-- start of Excerpted text --
Sukkot, which ends tomorrow night, has been so lovely. The sukkah, shared with family and friends, an oasis of peace. The blessing over the lulav, a delight: I grasp the fronds of palm, willow and myrtle, along with the etrog, and shake it in all six directions as reminder that the Almighty is everywhere.
These moments seem to raise me to a higher level, and I struggle with great determination (let me say it: longing) to stay at that level.
Ha! I check the news. And wham!!! I am in a harsher reality. I feel a bit as if I have been smacked on the side of the head. Hopefully I am fortified. We are meant to contend with the issues of the world.
As Sukkot ends tomorrow night, Simchat Torah comes in here in Israel for one day. (Outside of Israel, there are two more days.) With this, the cycle of holidays will come to a close and we will revert to what passes for “normal” in our everyday world — if there is such a thing as normal any longer.
When that happens I will likely begin to write more extensively again. Here I wish to touch upon a couple of the significant issues that we are facing.
-- end of Excerpted text --
-- start of Stored data --
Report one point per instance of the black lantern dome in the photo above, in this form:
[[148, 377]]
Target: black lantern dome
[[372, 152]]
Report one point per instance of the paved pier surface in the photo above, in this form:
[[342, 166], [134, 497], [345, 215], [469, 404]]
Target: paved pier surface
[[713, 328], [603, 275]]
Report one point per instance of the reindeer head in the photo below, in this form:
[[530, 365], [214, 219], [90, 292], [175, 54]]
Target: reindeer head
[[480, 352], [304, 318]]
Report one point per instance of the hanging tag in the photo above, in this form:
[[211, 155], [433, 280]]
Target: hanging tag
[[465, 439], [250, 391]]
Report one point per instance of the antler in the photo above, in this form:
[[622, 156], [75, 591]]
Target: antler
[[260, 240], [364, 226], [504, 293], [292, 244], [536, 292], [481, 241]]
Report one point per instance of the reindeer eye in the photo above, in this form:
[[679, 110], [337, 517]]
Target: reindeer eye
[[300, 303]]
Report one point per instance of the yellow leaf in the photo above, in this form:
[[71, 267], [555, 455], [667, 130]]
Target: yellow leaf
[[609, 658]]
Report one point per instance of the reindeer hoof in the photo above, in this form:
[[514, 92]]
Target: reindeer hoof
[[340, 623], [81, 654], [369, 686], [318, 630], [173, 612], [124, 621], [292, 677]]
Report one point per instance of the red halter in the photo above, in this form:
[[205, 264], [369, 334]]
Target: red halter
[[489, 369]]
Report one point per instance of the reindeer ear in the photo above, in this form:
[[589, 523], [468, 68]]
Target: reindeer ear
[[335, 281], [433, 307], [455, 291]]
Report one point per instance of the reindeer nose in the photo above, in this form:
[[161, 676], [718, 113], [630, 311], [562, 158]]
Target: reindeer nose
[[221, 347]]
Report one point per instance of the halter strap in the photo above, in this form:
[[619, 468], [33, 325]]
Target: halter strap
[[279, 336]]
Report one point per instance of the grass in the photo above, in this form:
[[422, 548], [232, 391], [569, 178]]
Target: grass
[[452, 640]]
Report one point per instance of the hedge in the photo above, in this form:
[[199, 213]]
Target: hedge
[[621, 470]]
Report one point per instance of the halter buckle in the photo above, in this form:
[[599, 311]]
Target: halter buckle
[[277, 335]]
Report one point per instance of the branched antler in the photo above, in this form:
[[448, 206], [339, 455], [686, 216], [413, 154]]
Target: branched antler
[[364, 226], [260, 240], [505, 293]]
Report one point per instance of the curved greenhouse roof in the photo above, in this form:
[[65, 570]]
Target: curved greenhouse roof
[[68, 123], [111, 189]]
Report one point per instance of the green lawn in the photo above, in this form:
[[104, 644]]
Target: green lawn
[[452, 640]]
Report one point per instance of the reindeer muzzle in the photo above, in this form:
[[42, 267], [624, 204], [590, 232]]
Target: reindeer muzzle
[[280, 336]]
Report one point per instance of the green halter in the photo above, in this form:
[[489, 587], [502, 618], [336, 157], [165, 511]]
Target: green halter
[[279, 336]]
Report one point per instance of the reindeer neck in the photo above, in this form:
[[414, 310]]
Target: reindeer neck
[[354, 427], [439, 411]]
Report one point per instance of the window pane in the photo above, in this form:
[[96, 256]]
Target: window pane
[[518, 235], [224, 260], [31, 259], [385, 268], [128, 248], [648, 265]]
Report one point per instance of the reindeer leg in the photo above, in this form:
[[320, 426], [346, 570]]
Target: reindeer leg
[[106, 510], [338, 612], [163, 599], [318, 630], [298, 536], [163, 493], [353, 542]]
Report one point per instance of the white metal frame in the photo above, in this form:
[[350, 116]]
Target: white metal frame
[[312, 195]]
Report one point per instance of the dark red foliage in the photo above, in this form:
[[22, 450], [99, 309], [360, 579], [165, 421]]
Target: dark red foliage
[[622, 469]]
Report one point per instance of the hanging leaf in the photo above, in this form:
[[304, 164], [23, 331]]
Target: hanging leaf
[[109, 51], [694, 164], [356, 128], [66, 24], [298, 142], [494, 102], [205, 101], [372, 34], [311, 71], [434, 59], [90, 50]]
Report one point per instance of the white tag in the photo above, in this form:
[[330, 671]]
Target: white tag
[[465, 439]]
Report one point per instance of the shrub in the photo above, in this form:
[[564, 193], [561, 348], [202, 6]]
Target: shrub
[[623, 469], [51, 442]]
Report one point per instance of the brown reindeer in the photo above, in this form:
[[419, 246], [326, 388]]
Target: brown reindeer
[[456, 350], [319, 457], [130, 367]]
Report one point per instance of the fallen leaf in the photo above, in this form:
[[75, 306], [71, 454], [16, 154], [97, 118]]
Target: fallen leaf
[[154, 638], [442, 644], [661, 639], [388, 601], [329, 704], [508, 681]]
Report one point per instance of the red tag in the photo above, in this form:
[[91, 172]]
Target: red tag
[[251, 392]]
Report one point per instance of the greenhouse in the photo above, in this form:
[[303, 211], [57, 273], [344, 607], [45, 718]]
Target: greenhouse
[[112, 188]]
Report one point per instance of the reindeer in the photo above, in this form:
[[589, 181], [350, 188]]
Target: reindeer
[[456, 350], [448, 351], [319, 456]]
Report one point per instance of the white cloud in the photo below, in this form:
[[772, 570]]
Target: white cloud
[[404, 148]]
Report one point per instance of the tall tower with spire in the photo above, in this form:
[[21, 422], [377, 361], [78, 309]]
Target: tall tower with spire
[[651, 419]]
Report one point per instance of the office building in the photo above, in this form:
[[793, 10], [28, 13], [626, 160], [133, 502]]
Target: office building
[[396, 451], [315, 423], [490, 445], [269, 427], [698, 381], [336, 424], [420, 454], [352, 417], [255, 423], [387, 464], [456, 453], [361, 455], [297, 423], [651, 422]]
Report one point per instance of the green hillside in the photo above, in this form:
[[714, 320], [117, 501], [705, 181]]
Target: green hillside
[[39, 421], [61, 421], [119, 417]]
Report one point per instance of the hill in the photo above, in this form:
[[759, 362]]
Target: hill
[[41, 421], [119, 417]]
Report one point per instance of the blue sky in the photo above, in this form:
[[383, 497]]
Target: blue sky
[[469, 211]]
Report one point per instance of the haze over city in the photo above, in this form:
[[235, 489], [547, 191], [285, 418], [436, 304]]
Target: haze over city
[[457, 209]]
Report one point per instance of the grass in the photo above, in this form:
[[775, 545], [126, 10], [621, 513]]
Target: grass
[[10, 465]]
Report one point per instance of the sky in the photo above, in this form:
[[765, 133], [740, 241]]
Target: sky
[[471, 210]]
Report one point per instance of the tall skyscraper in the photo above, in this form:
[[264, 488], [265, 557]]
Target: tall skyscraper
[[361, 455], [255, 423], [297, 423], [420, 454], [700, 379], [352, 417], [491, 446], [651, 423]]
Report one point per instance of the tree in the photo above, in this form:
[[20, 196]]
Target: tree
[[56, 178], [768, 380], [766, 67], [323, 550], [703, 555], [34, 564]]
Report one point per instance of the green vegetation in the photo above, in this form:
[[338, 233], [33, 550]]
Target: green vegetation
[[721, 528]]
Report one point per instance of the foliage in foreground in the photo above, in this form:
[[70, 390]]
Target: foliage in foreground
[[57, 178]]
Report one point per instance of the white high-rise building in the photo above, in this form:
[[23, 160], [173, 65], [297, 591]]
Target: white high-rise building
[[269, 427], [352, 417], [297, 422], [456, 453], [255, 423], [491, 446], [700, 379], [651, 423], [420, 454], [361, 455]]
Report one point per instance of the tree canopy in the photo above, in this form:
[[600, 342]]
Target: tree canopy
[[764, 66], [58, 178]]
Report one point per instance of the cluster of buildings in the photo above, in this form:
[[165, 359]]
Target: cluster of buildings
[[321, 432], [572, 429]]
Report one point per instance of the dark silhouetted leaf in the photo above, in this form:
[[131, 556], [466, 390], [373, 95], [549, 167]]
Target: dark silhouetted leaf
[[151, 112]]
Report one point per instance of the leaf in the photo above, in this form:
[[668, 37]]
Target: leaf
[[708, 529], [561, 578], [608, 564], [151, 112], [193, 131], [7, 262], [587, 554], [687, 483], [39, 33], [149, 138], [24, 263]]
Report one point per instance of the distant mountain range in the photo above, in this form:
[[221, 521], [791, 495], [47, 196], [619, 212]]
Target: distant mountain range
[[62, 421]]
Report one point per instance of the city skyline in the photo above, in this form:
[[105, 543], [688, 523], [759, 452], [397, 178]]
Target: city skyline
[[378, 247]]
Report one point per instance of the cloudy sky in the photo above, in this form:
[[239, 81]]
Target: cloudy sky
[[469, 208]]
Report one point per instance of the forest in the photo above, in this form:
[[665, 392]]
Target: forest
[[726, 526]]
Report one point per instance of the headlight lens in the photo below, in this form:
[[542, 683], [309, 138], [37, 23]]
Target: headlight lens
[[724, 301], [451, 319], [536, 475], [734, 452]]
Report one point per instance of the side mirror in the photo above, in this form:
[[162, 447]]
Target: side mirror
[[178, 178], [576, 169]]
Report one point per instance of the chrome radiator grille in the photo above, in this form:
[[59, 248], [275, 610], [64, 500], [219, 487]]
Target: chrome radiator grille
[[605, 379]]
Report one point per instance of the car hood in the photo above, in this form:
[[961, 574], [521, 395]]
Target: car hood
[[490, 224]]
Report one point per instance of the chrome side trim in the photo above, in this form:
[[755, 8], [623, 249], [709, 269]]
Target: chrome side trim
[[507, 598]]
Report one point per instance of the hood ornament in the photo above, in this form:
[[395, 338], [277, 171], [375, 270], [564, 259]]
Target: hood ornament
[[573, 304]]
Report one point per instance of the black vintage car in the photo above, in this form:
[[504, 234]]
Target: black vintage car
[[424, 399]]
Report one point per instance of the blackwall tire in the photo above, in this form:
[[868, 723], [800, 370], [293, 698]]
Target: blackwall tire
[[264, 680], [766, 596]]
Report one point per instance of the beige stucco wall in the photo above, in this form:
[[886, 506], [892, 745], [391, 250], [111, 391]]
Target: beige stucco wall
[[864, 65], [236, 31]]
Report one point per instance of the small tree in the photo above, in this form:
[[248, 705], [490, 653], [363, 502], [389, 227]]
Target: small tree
-- end of Stored data --
**Exercise 1:** According to the Sukkot passage, in how many directions is the lulav shaken, and what does the shaking signify?
**Exercise 2:** Condense the paragraph in the Sukkot passage that begins "As Sukkot ends tomorrow night" into a shorter version that keeps its main facts.

**Final answer 1:** It is shaken in all six directions as a reminder that the Almighty is everywhere.

**Final answer 2:** When Sukkot ends tomorrow night, Simchat Torah begins in Israel for one day; outside Israel there are two more days. This closes the cycle of holidays, and everyday life returns to what passes for "normal," if such a thing still exists.